- **TASK REQUIREMENTS**
From the records below, set down exactly the lines starting with the line that contains "Target: green tree" and going on through the line that contains "Every instance of the sandy". Nothing else is wanted.

::: INPUT DATA

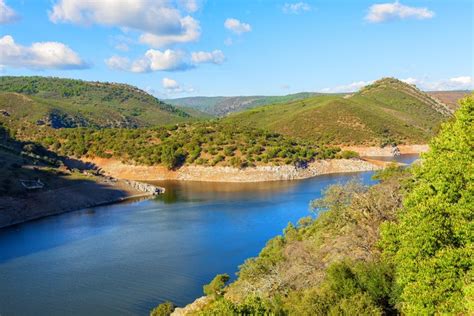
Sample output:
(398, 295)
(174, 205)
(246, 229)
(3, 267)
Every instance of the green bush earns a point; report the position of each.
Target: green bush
(431, 243)
(164, 309)
(216, 287)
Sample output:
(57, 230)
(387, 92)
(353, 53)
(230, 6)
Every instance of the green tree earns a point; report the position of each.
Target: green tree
(164, 309)
(216, 287)
(431, 244)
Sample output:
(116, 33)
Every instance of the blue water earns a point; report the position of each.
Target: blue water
(124, 259)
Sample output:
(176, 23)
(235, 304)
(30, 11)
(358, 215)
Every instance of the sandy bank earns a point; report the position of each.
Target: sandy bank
(388, 151)
(84, 194)
(120, 170)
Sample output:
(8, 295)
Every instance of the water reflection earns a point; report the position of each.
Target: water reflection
(124, 259)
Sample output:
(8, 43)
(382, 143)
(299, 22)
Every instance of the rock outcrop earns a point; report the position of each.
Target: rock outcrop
(120, 170)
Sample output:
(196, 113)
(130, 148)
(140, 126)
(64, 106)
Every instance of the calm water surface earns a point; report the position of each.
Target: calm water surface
(124, 259)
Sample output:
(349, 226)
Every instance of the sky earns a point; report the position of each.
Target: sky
(178, 48)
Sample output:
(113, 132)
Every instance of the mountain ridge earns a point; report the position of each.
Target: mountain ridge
(60, 102)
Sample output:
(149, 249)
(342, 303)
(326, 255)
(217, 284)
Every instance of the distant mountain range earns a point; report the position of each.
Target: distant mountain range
(388, 111)
(221, 106)
(61, 102)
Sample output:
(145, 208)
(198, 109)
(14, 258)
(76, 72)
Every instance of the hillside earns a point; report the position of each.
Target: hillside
(403, 246)
(60, 102)
(221, 106)
(388, 111)
(450, 98)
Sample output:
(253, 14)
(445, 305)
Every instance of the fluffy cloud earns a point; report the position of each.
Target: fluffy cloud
(191, 33)
(189, 5)
(40, 55)
(352, 87)
(236, 26)
(153, 60)
(7, 14)
(296, 8)
(170, 84)
(160, 20)
(214, 57)
(455, 83)
(392, 11)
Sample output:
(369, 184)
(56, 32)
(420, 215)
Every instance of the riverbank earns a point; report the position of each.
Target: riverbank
(121, 170)
(78, 195)
(387, 151)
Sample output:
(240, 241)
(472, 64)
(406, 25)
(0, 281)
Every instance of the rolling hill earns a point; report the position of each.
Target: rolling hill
(388, 111)
(58, 102)
(222, 106)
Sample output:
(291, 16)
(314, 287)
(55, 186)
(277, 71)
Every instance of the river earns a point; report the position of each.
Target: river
(124, 259)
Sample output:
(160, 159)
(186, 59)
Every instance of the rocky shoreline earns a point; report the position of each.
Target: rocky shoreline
(121, 170)
(85, 194)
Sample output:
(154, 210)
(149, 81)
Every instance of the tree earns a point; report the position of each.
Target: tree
(216, 287)
(431, 244)
(164, 309)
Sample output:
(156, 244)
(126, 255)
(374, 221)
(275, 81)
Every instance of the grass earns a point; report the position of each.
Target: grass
(72, 103)
(221, 106)
(388, 112)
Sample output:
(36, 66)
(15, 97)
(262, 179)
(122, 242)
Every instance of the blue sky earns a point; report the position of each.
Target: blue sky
(176, 48)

::::::

- **WRITTEN RESPONSE**
Target: green tree
(164, 309)
(216, 287)
(431, 244)
Sample output:
(116, 33)
Every instance of the blue water earns a point; report the position of each.
Target: blue water
(124, 259)
Sample output:
(176, 23)
(235, 304)
(30, 11)
(358, 215)
Every instance of the sandy bank earns a point; report the position of each.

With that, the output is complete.